GIVEN INSTRUCTION: Give back word for word the lines of the material from the line with "Practice. Pick out the cobblestone" to the line with "Target: tall stone tower", including both of those lines.

INPUT MATERIAL:
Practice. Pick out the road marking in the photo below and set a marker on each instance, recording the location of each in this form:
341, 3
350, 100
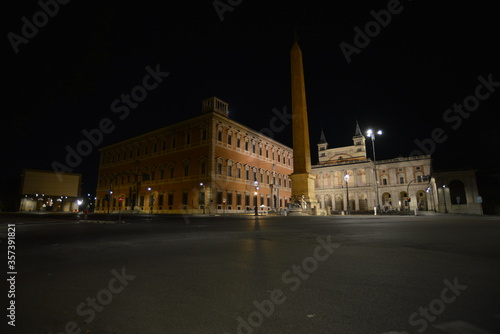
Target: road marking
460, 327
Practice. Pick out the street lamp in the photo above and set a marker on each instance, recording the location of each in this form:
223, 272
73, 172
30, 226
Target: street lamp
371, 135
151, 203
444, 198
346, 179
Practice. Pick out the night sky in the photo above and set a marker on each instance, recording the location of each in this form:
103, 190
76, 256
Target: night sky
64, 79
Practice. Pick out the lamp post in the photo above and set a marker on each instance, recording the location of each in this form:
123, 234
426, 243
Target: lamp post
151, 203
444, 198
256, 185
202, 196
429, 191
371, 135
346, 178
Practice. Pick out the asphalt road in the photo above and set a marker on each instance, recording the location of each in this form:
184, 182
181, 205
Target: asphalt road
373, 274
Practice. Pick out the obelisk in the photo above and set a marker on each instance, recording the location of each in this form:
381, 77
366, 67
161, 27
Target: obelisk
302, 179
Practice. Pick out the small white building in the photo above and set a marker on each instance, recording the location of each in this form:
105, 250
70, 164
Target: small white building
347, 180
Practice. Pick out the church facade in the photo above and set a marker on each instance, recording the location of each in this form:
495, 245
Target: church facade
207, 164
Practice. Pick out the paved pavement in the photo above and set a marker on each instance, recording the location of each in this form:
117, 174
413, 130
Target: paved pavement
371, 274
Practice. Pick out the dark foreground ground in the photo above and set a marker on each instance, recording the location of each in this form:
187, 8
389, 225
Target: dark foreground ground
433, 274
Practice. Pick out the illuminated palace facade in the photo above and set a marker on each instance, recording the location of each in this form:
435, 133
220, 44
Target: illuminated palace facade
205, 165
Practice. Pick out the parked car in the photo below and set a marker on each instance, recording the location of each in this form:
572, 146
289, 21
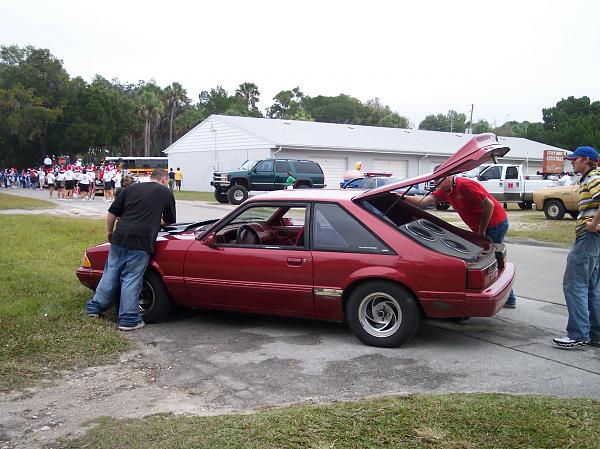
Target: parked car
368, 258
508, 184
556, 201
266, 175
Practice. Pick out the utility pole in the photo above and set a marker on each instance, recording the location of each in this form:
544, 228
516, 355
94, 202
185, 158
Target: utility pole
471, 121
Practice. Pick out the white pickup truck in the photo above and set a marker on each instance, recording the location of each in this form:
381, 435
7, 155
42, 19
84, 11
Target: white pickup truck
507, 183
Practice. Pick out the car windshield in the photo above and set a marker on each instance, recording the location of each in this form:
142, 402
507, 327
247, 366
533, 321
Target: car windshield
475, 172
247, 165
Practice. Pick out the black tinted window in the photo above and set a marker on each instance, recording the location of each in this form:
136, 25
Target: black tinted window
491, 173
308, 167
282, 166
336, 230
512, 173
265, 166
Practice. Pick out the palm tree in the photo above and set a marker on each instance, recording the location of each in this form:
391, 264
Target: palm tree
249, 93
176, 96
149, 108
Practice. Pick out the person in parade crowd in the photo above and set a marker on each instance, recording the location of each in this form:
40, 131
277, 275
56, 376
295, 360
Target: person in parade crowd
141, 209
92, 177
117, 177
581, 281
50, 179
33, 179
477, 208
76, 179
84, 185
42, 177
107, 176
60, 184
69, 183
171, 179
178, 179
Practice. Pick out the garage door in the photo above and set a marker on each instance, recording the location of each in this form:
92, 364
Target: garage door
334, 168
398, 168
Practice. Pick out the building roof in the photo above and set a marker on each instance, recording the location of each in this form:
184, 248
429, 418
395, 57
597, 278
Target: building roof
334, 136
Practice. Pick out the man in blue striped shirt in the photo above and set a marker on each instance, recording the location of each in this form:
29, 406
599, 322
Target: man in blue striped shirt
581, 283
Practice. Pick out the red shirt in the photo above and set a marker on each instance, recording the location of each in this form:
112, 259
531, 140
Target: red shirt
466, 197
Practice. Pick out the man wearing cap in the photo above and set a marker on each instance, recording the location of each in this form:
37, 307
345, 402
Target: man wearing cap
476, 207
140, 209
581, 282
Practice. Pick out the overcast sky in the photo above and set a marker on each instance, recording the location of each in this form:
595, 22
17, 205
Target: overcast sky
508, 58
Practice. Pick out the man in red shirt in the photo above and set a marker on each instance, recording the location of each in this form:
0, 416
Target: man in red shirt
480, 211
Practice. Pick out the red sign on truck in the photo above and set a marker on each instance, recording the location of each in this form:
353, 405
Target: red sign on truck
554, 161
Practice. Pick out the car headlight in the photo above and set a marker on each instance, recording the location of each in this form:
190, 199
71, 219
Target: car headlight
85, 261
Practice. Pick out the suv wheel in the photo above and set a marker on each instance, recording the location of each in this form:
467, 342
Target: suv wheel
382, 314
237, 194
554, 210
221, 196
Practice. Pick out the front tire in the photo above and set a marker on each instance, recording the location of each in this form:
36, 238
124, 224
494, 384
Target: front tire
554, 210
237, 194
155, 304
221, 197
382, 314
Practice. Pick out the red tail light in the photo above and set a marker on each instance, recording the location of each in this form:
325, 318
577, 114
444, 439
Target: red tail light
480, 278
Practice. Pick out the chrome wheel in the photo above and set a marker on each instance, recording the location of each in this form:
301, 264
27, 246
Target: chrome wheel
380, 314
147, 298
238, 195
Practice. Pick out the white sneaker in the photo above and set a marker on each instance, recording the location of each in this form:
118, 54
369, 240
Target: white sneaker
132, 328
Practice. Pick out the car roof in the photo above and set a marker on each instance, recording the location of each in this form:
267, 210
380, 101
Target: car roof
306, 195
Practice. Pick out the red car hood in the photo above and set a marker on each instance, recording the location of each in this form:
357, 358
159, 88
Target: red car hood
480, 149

* * *

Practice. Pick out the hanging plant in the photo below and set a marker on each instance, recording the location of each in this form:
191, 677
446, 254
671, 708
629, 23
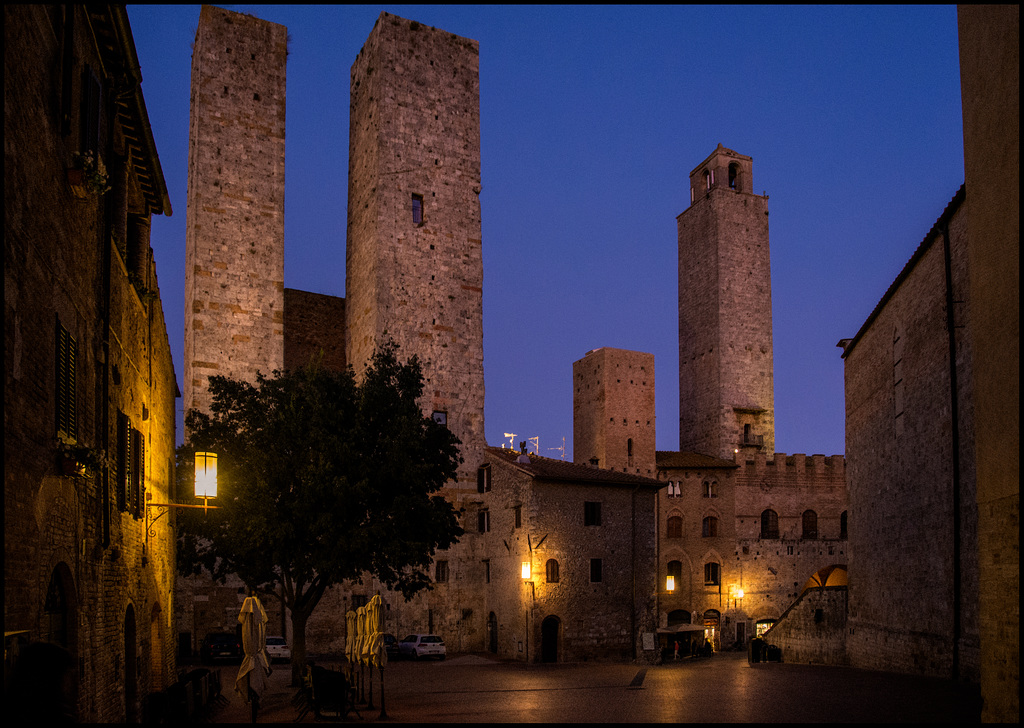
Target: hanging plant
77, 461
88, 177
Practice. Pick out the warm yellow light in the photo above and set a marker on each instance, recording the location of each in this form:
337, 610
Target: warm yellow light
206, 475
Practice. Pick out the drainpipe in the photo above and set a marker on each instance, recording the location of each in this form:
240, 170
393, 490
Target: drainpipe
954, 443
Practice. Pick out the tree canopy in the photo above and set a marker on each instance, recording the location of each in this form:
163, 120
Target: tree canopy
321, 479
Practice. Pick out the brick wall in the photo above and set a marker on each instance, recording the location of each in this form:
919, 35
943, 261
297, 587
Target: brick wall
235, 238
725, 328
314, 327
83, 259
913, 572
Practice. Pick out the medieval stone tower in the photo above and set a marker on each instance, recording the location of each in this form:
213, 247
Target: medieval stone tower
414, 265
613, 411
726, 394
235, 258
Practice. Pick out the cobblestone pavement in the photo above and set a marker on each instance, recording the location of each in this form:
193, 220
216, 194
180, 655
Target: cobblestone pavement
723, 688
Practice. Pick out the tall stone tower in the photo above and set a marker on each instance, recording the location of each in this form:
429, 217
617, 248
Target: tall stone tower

ANSWER TO THE PROBLEM:
Practice. Pick out the cobblestone pavement in the photo above and set a marker on each instance, recording the location of each in this form:
193, 220
216, 194
180, 655
Target: cobblestone pavement
723, 688
Practice. Pick out the tall stone tower in the photo above and set a marker on each instance, recording the location of each in this form:
429, 217
617, 248
Target: tall stone tower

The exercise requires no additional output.